What you will do
Number each line of the data below, starting at the line that contains "Would you mind indicating the gray" and continuing through the final line. Skip any blank lines.

Entries from a point annotation set
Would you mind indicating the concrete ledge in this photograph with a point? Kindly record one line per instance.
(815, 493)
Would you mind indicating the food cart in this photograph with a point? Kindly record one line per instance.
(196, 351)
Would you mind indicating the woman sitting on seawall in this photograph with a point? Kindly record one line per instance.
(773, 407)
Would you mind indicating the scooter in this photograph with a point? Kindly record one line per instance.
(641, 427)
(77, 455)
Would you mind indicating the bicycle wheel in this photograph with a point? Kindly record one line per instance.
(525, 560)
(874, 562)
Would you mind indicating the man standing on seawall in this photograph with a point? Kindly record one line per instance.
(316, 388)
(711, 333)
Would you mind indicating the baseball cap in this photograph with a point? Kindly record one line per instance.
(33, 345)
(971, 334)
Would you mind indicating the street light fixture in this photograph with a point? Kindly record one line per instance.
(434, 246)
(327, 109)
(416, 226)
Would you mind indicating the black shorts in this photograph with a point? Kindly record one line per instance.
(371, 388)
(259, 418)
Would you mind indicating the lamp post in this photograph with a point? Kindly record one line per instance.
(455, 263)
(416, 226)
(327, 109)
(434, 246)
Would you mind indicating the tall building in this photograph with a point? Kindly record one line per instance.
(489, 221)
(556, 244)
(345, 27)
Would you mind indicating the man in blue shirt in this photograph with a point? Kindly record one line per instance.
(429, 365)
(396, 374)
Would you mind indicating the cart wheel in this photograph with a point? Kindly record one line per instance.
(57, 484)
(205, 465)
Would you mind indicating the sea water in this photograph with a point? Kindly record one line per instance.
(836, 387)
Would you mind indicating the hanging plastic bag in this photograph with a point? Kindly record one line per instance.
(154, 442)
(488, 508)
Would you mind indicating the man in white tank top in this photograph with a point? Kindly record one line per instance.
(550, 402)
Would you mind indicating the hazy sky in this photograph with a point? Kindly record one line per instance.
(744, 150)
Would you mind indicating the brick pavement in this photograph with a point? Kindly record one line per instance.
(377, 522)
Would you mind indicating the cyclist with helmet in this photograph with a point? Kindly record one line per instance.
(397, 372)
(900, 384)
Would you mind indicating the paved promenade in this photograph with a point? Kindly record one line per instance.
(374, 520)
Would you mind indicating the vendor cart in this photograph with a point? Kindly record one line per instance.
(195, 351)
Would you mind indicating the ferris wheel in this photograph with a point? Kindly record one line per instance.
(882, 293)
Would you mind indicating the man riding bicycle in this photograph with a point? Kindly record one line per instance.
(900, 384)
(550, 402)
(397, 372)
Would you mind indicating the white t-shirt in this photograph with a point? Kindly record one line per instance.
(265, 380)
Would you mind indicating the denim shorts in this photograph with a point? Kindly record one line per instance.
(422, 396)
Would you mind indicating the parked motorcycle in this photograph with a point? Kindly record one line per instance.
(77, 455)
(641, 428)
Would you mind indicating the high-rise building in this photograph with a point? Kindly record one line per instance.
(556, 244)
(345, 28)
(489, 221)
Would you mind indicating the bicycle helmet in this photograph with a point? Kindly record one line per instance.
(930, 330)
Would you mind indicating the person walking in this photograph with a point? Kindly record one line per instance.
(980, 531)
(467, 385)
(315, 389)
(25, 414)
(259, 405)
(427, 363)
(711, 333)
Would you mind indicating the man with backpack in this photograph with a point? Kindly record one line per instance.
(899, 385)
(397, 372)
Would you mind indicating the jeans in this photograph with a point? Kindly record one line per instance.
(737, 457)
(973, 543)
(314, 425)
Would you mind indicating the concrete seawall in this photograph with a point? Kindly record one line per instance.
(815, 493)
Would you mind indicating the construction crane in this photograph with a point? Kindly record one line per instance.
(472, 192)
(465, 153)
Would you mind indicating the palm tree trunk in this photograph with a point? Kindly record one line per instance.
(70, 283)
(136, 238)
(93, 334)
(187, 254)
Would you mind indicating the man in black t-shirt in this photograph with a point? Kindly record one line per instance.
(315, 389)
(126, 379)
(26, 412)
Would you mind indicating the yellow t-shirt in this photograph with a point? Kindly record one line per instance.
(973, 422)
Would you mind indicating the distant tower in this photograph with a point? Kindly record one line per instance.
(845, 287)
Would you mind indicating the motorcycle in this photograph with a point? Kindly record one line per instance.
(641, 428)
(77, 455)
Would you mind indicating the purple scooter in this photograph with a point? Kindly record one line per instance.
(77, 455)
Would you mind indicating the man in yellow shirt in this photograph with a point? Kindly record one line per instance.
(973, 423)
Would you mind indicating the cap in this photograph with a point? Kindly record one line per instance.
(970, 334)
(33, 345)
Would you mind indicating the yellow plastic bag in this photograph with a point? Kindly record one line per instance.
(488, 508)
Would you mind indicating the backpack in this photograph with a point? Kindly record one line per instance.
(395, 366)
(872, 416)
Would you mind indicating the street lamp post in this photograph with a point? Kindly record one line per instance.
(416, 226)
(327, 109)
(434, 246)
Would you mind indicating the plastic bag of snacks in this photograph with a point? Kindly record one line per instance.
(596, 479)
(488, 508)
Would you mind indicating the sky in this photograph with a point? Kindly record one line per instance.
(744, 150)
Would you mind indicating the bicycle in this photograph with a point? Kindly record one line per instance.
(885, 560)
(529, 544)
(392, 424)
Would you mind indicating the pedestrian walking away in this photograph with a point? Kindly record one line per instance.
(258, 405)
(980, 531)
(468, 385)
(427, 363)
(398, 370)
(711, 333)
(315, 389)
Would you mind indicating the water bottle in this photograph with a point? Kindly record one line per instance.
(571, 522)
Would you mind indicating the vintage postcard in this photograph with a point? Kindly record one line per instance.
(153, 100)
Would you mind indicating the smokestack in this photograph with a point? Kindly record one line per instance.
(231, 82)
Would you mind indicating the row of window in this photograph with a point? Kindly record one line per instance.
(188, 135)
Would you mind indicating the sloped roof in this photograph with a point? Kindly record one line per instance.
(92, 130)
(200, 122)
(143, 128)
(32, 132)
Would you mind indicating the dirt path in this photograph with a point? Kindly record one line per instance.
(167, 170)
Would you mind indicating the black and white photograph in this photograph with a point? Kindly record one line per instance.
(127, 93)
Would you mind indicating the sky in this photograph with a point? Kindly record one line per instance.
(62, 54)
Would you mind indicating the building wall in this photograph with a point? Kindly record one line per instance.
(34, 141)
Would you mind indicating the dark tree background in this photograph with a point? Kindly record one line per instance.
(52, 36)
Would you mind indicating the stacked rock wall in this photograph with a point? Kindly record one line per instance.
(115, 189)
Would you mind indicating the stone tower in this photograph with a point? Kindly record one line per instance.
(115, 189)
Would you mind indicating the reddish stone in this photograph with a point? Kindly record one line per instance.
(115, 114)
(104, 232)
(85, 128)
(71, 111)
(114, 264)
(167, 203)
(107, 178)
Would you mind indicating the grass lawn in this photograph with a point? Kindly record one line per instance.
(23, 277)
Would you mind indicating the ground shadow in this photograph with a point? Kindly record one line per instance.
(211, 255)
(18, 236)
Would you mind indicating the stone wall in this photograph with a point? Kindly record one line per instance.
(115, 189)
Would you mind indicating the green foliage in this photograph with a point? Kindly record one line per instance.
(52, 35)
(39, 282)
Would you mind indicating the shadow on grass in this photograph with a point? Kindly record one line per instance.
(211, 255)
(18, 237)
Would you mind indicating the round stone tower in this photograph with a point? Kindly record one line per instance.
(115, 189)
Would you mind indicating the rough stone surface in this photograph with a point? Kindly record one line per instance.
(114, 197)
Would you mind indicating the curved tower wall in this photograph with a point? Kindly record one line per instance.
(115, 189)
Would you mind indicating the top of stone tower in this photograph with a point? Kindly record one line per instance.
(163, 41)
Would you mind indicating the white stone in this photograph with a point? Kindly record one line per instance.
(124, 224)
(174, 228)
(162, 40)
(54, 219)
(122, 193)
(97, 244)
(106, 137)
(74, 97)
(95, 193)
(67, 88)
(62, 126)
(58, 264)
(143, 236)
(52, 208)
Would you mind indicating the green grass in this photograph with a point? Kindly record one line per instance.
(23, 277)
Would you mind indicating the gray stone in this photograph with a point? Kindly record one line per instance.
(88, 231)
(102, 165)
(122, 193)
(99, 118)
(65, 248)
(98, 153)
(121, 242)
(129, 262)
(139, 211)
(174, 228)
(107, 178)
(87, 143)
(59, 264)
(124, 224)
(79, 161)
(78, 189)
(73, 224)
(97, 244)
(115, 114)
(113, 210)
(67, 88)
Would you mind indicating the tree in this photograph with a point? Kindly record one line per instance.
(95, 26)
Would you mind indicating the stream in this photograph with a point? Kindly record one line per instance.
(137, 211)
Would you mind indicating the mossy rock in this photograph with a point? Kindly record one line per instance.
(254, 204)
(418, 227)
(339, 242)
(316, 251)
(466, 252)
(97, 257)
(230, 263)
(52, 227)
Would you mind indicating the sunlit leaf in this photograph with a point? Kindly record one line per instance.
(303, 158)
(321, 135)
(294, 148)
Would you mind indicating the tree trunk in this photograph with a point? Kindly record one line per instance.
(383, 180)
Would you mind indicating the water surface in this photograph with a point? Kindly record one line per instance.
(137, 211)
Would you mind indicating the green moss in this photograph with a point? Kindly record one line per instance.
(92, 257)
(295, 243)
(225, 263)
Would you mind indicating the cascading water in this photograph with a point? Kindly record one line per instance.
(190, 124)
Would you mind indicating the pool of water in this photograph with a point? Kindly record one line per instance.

Final answer
1. Would you mind indicating the gray stone in this photograph with a point? Kindly record one line per instance.
2. (88, 231)
3. (102, 165)
4. (122, 193)
5. (99, 118)
6. (65, 248)
7. (98, 153)
8. (121, 242)
9. (129, 262)
10. (139, 211)
11. (174, 228)
12. (107, 178)
13. (87, 143)
14. (59, 264)
15. (124, 224)
16. (79, 161)
17. (78, 189)
18. (73, 224)
19. (97, 244)
20. (115, 114)
21. (113, 210)
22. (67, 88)
23. Would you mind indicating the tree in this photograph with a point? Kindly record one line per instance.
24. (95, 26)
25. Would you mind indicating the stream in this photograph with a point? Kindly record one line per instance.
26. (137, 211)
27. Would you mind indicating the mossy rock in this photograph with a point? Kindly record one line per instance.
28. (254, 204)
29. (418, 227)
30. (339, 242)
31. (316, 251)
32. (466, 252)
33. (97, 257)
34. (230, 263)
35. (52, 227)
36. Would you mind indicating the sunlit leaf in this photograph with a point? Kindly record one line per instance.
37. (303, 158)
38. (321, 135)
39. (294, 148)
40. Would you mind indicating the tree trunk in this photograph with a point? Kindly record one line per instance.
41. (383, 180)
42. Would you mind indicating the water surface in this photograph with a point? Kindly record one line per instance.
43. (137, 211)
44. Would you mind indicating the green moss in this photograph with a point? Kindly record one line per instance.
45. (92, 257)
46. (295, 243)
47. (225, 263)
48. Would you mind indicating the cascading water in this photograph with a point? Kindly record one line per instance.
49. (190, 124)
50. Would you mind indicating the pool of water in this photograph with a point? Kindly record one line per instance.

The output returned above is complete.